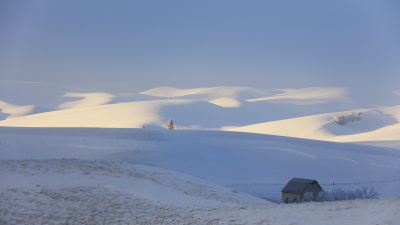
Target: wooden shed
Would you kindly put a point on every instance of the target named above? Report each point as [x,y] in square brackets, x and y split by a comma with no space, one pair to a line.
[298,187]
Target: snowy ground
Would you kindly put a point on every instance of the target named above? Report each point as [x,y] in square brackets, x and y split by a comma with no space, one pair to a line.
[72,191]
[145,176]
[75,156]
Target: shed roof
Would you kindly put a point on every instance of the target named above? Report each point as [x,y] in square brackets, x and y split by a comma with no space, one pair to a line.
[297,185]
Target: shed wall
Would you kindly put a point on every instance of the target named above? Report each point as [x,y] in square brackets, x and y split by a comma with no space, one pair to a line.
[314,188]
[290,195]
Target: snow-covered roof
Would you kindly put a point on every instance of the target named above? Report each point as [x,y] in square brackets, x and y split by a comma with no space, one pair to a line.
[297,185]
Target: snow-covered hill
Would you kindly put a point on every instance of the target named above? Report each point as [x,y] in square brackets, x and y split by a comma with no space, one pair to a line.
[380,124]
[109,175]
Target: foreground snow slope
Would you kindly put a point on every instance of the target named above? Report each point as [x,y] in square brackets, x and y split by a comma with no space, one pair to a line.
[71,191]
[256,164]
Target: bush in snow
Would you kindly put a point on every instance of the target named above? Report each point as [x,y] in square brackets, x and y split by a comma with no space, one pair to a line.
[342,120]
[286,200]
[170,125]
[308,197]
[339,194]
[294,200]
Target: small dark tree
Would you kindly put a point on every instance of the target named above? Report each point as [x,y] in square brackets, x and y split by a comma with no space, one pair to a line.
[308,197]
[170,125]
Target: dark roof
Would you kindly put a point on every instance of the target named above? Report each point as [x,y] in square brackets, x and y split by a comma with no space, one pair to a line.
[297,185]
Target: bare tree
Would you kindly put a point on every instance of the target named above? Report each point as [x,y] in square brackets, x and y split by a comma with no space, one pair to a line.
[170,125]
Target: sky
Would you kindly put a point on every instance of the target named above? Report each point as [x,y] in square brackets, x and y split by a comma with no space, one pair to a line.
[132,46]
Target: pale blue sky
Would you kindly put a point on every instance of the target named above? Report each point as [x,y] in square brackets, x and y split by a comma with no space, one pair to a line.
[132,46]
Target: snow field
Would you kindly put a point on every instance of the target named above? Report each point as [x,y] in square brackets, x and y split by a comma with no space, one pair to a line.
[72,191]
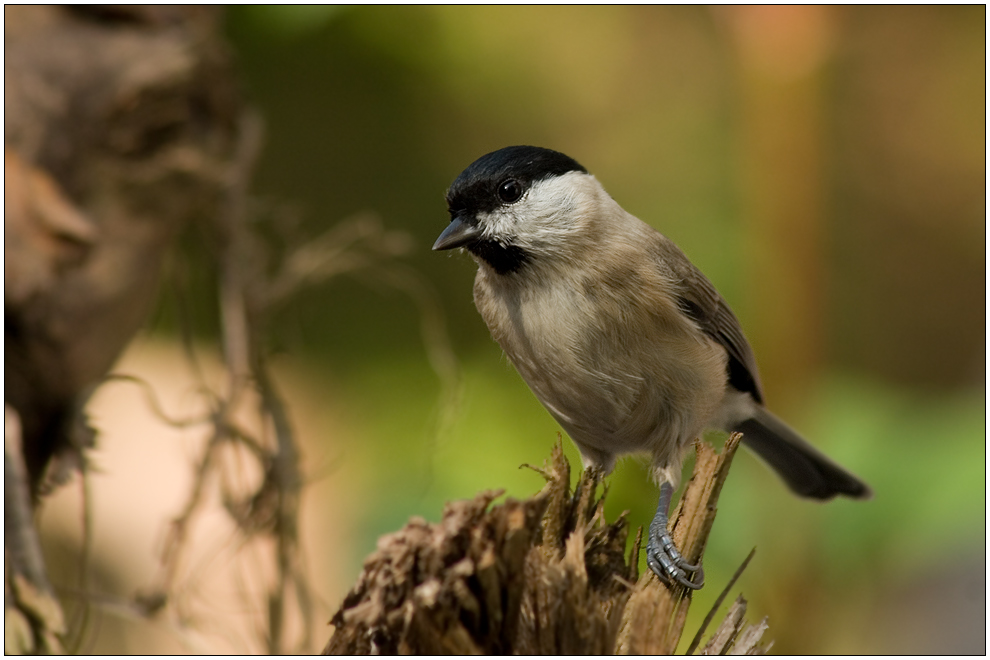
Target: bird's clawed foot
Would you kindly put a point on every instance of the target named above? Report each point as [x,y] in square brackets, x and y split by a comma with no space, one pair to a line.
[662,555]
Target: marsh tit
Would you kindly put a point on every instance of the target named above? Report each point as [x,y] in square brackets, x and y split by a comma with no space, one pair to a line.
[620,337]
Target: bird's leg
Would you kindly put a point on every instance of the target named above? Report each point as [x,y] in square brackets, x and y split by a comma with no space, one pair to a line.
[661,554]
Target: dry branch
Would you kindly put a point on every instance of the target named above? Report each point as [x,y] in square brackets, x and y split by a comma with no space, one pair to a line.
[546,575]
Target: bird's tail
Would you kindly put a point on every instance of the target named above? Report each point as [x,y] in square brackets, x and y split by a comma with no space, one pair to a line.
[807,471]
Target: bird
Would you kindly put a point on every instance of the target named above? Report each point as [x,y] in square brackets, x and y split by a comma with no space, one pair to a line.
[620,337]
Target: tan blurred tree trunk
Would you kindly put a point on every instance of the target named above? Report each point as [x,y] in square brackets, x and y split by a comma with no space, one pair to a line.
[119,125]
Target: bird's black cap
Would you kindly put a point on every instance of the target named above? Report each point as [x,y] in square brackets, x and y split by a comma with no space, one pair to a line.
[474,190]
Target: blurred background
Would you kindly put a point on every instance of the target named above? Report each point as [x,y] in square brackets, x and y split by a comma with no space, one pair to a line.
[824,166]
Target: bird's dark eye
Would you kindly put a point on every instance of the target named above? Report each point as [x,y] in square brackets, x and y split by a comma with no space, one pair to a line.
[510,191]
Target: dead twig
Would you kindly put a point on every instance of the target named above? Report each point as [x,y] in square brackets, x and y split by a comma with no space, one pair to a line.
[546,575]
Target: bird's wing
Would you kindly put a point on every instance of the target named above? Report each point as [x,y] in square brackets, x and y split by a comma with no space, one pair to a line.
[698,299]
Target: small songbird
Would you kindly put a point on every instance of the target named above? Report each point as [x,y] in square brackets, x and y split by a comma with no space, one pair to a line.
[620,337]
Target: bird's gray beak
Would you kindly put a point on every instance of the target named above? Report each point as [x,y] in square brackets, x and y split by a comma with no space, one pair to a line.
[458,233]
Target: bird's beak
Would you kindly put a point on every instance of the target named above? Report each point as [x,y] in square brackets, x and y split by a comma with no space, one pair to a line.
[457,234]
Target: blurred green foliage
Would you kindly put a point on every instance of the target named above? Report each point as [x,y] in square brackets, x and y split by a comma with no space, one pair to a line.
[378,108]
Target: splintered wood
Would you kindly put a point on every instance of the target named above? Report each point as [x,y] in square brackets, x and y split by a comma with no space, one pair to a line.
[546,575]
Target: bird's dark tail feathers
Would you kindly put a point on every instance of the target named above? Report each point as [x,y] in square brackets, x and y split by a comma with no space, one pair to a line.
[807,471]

● **Problem statement**
Your output should consist only of the lines from the one containing "Target: bird's dark tail feathers" to the end of the records above, each retyped exactly.

● **Reply to the exercise**
Target: bird's dark tail feathers
Would you kindly put a point on every instance of the target named above? Report each point as [x,y] in square brackets, x and y split by a comma with no space, one pair to a line.
[807,471]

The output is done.